Arguably, the most successful member of the Baglioni family was Camilla's brother, Antonio Baglioni. Antonio served for nearly a decade (1787-1795/6) as the leading tenor in Domenico Guardasoni's opera troupe. In 1787, Antonio created the role of Don Ottavio in Don Giovanni in a performance personally conducted by the opera's composer, Wolfgang Amadeus Mozart. Four years later, Antonio created the role of Tito in another opera composed and conducted by Mozart, La clemenza di Tito. This was a great honor, as only a handful of singers had multiple operatic roles written expressly for them by Mozart.

Cavos and Camilla's eldest son, Albert Catterinovich "Alberto" Cavos (1800–1863), was an architect best known for his theatre designs, having built Russia's two most iconic theatres, the Mariinsky Theatre in St. Petersburg (1859–1860) and the Bolshoi Theatre in Moscow (1853–1856). Albert's daughter Camilla married Nicholas Benois, a prominent Russian architect, and became the matriarch of the Benois family. Her descendants included: Alexandre Benois artist and founder of Mir iskusstva, painter Zinaida Serebriakova, sculptor and graphic artist Eugene Lanceray, architect Leon Benois, and actor Sir Peter Ustinov.

Cavos and Camilla's younger son, Ivan Catterinovich "Giovanni" Cavos (1805–1861), received musical training and served thirty years in the Imperial Theatres in St. Petersburg, holding various positions, including Director of Orchestras, Director of Italian Opera, and Inspector of the Smolny Institute.

Cavos' daughter, Stefanida, taught music at the Smolny Institute from 1822 to 1837, before marrying an Italian named Tommaso Coronini, and settling in Venice.

==Operas==
- Soliman second, ou Les trois Sultanes one-act vaudeville after Charles Simon Favart, June 7 [OS Mai 26] 1798 St. Petersburg. (Also with Russian libretto: Suliman vtoroi, ili Tri sultanshi – Сулиман второй или три султанши, 1813)
- Les Trois bossus (Three Brothers Crouchbacks)
- L'Alchimiste
- L'Intrigue dans les ruines
- Le Mariage d'Aubigny
- Lesta, dneprovskaya rusalka (May 17 [OS May 5], 1804, St Petersburg, Bolshoi Kamenny Theatre) by Ferdinand Kauer with the additional music by Cavos and Stepan Davydov.
- Knyaz nevidimka, ili Licharda volshebnik (Князь-невидимка – The Invisible Prince, libretto by Lifanov, in 4 acts May 17, 1805 St Petersburg)
- Lyobovnaya pochta (Любовная почта – The Mail of Love, libretto by Alexander Shakhovskoy 1806)
- Ilya Bogatyr (Илья-Богатырь – Ilya the Hero, libretto by Ivan Krylov, January 12, 1807 St Petersburg)

**Dataset excerpt:**

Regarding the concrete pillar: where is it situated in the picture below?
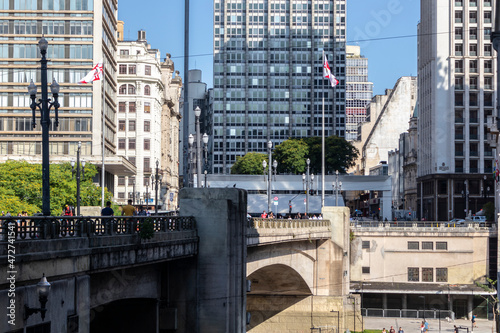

**Brief A:** Duplicate the Cavos family passage starting at "- L'Alchimiste" and ending at "1807 St Petersburg)".
**Brief B:** List every descendant of Albert's daughter Camilla that the Cavos family passage names.
The data come from a source separate from the Cavos family passage.

**Your solution A:**
- L'Alchimiste
- L'Intrigue dans les ruines
- Le Mariage d'Aubigny
- Lesta, dneprovskaya rusalka (May 17 [OS May 5], 1804, St Petersburg, Bolshoi Kamenny Theatre) by Ferdinand Kauer with the additional music by Cavos and Stepan Davydov.
- Knyaz nevidimka, ili Licharda volshebnik (Князь-невидимка – The Invisible Prince, libretto by Lifanov, in 4 acts May 17, 1805 St Petersburg)
- Lyobovnaya pochta (Любовная почта – The Mail of Love, libretto by Alexander Shakhovskoy 1806)
- Ilya Bogatyr (Илья-Богатырь – Ilya the Hero, libretto by Ivan Krylov, January 12, 1807 St Petersburg)

**Your solution B:** Alexandre Benois, Zinaida Serebriakova, Eugene Lanceray, Leon Benois, Sir Peter Ustinov